- Istruzioni e requisiti:
Riprendi l'articolo sul tenore Maurizio Saltarin e continualo dopo l'ultima frase riportata.

- Sezione del documento:
Saltarin con i miti della lirica: «Volevo essere Pavarotti avevo voce, talento e anche peso». Ma ha seguito l'azienda di famiglia

Lunedì 13 Settembre 2021 di Edoardo Pittalis
Maurizio Saltarin, 67 anni

PADOVA - «Volevo essere Pavarotti, sono rimasto Saltarin.

Avevo voce e talento per farcela, e per peso facevo concorrenza a Luciano, ma come mi diceva sempre lui dovevo essere spudorato. E io non lo ero. Non dovevo tenere conto di quelle che lui chiamava contaminazioni familiari, invece ero sempre pronto ad accorrere appena mia madre o mio padre stavano male. Beniamino Gigli raccontava che era in camerino a fare vocalizzi quando gli consegnarono il telegramma che annunciava la morte della madre. Non interruppe, aggiunse ai vocalizzi la mamma è morta e poi entrò in scena».


Maurizio Saltarin, 67 anni, nato a Piacenza d'Adige nella Bassa padovana, ha cantato in molti grandi teatri del mondo, ha avuto una buona carriera, avrebbe potuto diventare ancora più famoso. «Ma ero fortunato, avevo le spalle coperte dai soldi di mio padre». Crede nelle date: è nato il 29 novembre, lo stesso giorno della nascita di Donizetti e della morte di Puccini. «È incredibile questo: ho debuttato con un'opera di Donizetti e ho chiuso la carriera con la Tosca di Puccini».

- Righe:

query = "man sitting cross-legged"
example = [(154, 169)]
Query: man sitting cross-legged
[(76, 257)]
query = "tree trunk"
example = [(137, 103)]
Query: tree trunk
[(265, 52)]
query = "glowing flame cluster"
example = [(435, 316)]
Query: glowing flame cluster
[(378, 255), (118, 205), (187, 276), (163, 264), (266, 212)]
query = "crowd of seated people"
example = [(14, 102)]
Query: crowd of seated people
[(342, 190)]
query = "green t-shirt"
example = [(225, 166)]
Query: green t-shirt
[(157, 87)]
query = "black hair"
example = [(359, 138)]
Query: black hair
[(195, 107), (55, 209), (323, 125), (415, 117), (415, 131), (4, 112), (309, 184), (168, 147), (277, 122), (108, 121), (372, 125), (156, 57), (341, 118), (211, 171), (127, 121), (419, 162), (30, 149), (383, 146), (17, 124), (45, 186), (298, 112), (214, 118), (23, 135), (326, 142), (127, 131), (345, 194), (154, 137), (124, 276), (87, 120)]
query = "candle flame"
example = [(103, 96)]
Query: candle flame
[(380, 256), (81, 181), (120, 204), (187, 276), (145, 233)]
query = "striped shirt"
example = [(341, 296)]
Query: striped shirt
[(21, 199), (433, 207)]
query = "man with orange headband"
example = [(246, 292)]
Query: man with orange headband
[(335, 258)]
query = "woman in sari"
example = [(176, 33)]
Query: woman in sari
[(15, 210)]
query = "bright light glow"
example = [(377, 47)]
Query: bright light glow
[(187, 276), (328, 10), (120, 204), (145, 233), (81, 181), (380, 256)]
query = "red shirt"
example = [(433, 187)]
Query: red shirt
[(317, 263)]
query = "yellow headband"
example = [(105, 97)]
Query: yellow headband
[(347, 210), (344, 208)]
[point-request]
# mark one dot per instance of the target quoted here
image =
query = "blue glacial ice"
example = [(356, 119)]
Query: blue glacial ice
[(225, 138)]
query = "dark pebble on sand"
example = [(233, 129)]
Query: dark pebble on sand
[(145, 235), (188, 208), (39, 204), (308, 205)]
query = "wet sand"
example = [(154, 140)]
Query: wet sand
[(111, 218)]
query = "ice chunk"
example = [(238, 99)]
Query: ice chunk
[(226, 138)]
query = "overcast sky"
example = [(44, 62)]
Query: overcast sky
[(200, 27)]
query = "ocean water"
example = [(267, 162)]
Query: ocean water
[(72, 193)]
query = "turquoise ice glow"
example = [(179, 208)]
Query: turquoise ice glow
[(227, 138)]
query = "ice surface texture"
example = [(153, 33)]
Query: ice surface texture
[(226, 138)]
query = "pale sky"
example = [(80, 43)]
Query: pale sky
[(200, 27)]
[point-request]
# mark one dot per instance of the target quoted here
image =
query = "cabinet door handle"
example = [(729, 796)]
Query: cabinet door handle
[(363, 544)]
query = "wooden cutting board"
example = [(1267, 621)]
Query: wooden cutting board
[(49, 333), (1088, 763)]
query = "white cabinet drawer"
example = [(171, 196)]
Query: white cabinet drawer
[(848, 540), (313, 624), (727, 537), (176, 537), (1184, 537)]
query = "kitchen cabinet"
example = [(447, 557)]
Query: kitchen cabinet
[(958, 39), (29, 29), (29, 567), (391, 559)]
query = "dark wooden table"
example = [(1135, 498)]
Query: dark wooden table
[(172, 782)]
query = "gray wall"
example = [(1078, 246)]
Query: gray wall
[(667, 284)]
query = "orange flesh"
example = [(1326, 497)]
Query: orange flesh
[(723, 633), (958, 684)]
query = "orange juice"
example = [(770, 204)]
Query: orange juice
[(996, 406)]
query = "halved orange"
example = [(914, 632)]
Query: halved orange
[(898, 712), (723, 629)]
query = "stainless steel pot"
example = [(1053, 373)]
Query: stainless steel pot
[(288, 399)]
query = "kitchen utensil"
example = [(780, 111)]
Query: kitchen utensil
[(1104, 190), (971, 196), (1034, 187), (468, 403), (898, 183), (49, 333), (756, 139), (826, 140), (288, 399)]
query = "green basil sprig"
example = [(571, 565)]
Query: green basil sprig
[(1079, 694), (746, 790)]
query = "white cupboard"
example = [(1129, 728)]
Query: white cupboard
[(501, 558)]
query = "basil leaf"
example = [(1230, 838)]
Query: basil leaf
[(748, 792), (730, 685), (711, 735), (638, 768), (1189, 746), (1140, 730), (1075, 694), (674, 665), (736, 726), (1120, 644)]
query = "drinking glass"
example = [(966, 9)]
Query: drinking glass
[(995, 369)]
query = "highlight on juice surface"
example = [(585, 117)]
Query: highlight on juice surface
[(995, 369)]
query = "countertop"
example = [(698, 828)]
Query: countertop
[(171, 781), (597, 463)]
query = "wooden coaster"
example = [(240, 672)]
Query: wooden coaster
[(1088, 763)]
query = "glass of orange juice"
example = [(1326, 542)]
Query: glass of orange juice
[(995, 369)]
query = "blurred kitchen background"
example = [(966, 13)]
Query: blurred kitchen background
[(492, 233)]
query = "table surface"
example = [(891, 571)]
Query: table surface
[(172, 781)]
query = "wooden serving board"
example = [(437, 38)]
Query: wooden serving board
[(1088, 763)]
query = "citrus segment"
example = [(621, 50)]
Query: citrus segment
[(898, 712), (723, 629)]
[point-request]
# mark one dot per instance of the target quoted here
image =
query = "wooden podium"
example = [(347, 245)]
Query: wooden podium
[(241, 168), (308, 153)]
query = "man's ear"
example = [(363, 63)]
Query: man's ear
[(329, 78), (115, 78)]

- Risultato:
Un giorno il grande soprano Ghena Dimitrova, che si divertiva a leggere le mani, gli predisse: «Tu avrai una vita lunga, ma non avrai una grande carriera. Vedo alla fine dei tuoi giorni tre donne che ti tengono la mano». E lui rispose: «Saranno tre badanti». Oggi a Este, dove vive con la moglie Elena e le figlie Regina e Silvia, insegna canto e continua a fare concerti. Tra un mese Selvazzano gli darà il premio alla carriera. 
Quando è nata la passione per la lirica?
«Avevo cinque anni ed ero con mio nonno Luigi, proprietario terriero della Bassa: aveva campi che confinavano con quelli del grande tenore Giovanni Martinelli di Montagnana, che era figlio di un ciabattino ed era diventato ricco. Lo chiamavano il leone del Metropolitan, era considerato al suo tempo il secondo Caruso. Una mattina lo abbiamo incontrato, era in carrozza, il nonno mi spiegò: Vedi, quello è l'erede di Caruso. Bastò perché scattasse in me la curiosità. La passione per la musica l'ho presa da mia madre che amava la voce di Beniamino Gigli. A mio padre, invece, piacevano i baritoni e ascoltava i dischi di Gino Bechi e Tito Gobbi. La pensavano in maniera diversa in molte cose: mio padre era di destra, mia madre, figlia di un muratore, era comunista».
Da piccolo non cantava?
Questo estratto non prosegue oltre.